What is expected – Please reproduce exactly the line that contains "As a warehouse robot's perception module, locate raised" and every line after it through the end of the records below, adding nothing else.

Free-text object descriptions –
════

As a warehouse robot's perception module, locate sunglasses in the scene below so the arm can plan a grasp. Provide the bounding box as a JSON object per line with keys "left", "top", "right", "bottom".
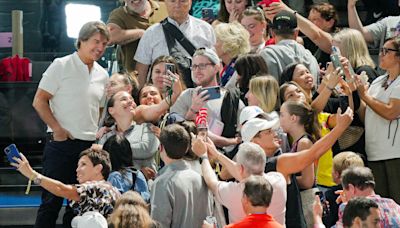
{"left": 380, "top": 47, "right": 399, "bottom": 56}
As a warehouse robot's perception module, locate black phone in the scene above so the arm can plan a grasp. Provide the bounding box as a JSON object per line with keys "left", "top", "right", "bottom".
{"left": 165, "top": 63, "right": 176, "bottom": 74}
{"left": 4, "top": 144, "right": 22, "bottom": 164}
{"left": 315, "top": 191, "right": 330, "bottom": 217}
{"left": 202, "top": 8, "right": 215, "bottom": 20}
{"left": 199, "top": 86, "right": 221, "bottom": 100}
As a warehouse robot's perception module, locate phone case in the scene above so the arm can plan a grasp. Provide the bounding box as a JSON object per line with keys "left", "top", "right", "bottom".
{"left": 200, "top": 86, "right": 221, "bottom": 100}
{"left": 257, "top": 0, "right": 280, "bottom": 7}
{"left": 4, "top": 144, "right": 21, "bottom": 163}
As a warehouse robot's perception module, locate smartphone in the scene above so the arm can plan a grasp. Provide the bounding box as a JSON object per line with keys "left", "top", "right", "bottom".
{"left": 257, "top": 0, "right": 280, "bottom": 7}
{"left": 4, "top": 144, "right": 22, "bottom": 164}
{"left": 315, "top": 191, "right": 329, "bottom": 217}
{"left": 199, "top": 86, "right": 221, "bottom": 100}
{"left": 165, "top": 63, "right": 176, "bottom": 74}
{"left": 330, "top": 46, "right": 355, "bottom": 76}
{"left": 359, "top": 71, "right": 369, "bottom": 85}
{"left": 202, "top": 8, "right": 215, "bottom": 20}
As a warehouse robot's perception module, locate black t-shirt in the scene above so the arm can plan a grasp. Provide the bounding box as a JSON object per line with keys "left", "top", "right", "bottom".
{"left": 265, "top": 156, "right": 307, "bottom": 228}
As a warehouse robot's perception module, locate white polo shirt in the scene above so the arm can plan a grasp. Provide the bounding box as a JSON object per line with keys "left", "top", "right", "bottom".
{"left": 215, "top": 171, "right": 287, "bottom": 225}
{"left": 38, "top": 52, "right": 108, "bottom": 141}
{"left": 134, "top": 16, "right": 216, "bottom": 65}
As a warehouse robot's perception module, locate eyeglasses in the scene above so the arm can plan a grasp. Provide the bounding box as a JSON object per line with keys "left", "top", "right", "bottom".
{"left": 190, "top": 63, "right": 214, "bottom": 71}
{"left": 380, "top": 47, "right": 399, "bottom": 56}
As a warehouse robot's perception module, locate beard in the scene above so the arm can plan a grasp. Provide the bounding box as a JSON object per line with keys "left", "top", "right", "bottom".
{"left": 126, "top": 0, "right": 147, "bottom": 14}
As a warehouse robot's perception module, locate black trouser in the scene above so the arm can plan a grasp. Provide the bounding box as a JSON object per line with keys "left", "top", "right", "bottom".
{"left": 34, "top": 135, "right": 93, "bottom": 228}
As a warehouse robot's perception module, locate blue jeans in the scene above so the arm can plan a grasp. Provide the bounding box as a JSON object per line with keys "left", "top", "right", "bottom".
{"left": 34, "top": 135, "right": 93, "bottom": 228}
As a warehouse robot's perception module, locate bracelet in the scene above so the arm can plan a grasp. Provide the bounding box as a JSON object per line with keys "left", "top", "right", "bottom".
{"left": 326, "top": 85, "right": 334, "bottom": 91}
{"left": 199, "top": 154, "right": 209, "bottom": 164}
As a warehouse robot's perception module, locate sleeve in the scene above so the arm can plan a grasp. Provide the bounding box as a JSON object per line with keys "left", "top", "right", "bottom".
{"left": 107, "top": 172, "right": 124, "bottom": 193}
{"left": 134, "top": 29, "right": 154, "bottom": 65}
{"left": 134, "top": 171, "right": 150, "bottom": 202}
{"left": 150, "top": 180, "right": 173, "bottom": 228}
{"left": 38, "top": 59, "right": 62, "bottom": 95}
{"left": 390, "top": 83, "right": 400, "bottom": 100}
{"left": 107, "top": 9, "right": 124, "bottom": 27}
{"left": 130, "top": 124, "right": 160, "bottom": 160}
{"left": 365, "top": 18, "right": 388, "bottom": 48}
{"left": 260, "top": 48, "right": 280, "bottom": 81}
{"left": 214, "top": 181, "right": 243, "bottom": 209}
{"left": 170, "top": 89, "right": 192, "bottom": 116}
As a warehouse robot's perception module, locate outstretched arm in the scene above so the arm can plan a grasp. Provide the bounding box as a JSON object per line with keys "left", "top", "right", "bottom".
{"left": 276, "top": 107, "right": 353, "bottom": 177}
{"left": 11, "top": 153, "right": 80, "bottom": 201}
{"left": 263, "top": 2, "right": 333, "bottom": 53}
{"left": 347, "top": 0, "right": 374, "bottom": 43}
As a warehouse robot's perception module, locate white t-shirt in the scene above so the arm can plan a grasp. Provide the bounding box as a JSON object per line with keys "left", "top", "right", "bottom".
{"left": 134, "top": 16, "right": 216, "bottom": 65}
{"left": 38, "top": 52, "right": 108, "bottom": 141}
{"left": 215, "top": 172, "right": 287, "bottom": 225}
{"left": 365, "top": 74, "right": 400, "bottom": 161}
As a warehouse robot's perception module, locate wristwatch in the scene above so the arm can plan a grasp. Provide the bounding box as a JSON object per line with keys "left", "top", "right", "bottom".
{"left": 33, "top": 174, "right": 42, "bottom": 185}
{"left": 199, "top": 154, "right": 209, "bottom": 164}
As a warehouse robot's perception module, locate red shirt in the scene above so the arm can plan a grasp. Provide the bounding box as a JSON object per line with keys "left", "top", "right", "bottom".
{"left": 225, "top": 214, "right": 283, "bottom": 228}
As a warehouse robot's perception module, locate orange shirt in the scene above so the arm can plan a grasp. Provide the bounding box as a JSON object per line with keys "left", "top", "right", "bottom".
{"left": 225, "top": 214, "right": 283, "bottom": 228}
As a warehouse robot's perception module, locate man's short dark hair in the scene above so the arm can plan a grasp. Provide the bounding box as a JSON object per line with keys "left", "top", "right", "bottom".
{"left": 243, "top": 175, "right": 273, "bottom": 207}
{"left": 341, "top": 167, "right": 375, "bottom": 191}
{"left": 342, "top": 197, "right": 379, "bottom": 227}
{"left": 159, "top": 124, "right": 190, "bottom": 159}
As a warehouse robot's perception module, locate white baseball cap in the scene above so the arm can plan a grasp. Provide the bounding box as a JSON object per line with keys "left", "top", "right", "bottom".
{"left": 241, "top": 118, "right": 280, "bottom": 142}
{"left": 71, "top": 211, "right": 108, "bottom": 228}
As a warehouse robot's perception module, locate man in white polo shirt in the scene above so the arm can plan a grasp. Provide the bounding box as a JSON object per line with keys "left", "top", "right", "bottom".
{"left": 32, "top": 21, "right": 109, "bottom": 228}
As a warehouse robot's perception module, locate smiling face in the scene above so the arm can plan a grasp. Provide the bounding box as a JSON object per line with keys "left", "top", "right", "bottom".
{"left": 241, "top": 15, "right": 266, "bottom": 46}
{"left": 251, "top": 128, "right": 280, "bottom": 157}
{"left": 282, "top": 84, "right": 307, "bottom": 102}
{"left": 106, "top": 74, "right": 130, "bottom": 98}
{"left": 139, "top": 85, "right": 162, "bottom": 105}
{"left": 308, "top": 9, "right": 333, "bottom": 32}
{"left": 78, "top": 32, "right": 108, "bottom": 64}
{"left": 165, "top": 0, "right": 191, "bottom": 22}
{"left": 108, "top": 91, "right": 137, "bottom": 120}
{"left": 125, "top": 0, "right": 147, "bottom": 13}
{"left": 292, "top": 64, "right": 314, "bottom": 92}
{"left": 76, "top": 155, "right": 99, "bottom": 184}
{"left": 191, "top": 55, "right": 218, "bottom": 87}
{"left": 151, "top": 62, "right": 167, "bottom": 92}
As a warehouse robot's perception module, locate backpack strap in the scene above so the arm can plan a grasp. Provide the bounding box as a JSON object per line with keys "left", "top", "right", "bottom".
{"left": 161, "top": 18, "right": 196, "bottom": 56}
{"left": 128, "top": 168, "right": 138, "bottom": 191}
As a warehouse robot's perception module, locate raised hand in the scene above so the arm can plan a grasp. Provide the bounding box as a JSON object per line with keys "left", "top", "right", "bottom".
{"left": 336, "top": 107, "right": 354, "bottom": 130}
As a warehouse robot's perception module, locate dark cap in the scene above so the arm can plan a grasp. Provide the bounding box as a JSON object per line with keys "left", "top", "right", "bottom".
{"left": 271, "top": 10, "right": 297, "bottom": 30}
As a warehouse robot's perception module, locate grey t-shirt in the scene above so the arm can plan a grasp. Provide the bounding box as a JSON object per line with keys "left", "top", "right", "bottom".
{"left": 366, "top": 16, "right": 400, "bottom": 48}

════

Output for this exercise –
As a warehouse robot's perception module, locate raised hand in the scene above so the arm can plan a grasp. Provide the bounding box as a JSON object per line with keys "left", "top", "right", "bottom".
{"left": 336, "top": 107, "right": 354, "bottom": 130}
As a warehouse robot's perception module, locate dark cap in the scene above so the arm can plan a grasp. Provide the bounding box as a JSON object per line with keys "left", "top", "right", "bottom".
{"left": 271, "top": 10, "right": 297, "bottom": 30}
As a warehouse robot's perception module, locate grey t-shirt in the scene above so the arm can plan a grasp. Provide the bounding box as a JSON object per line with keys "left", "top", "right", "bottom".
{"left": 366, "top": 16, "right": 400, "bottom": 48}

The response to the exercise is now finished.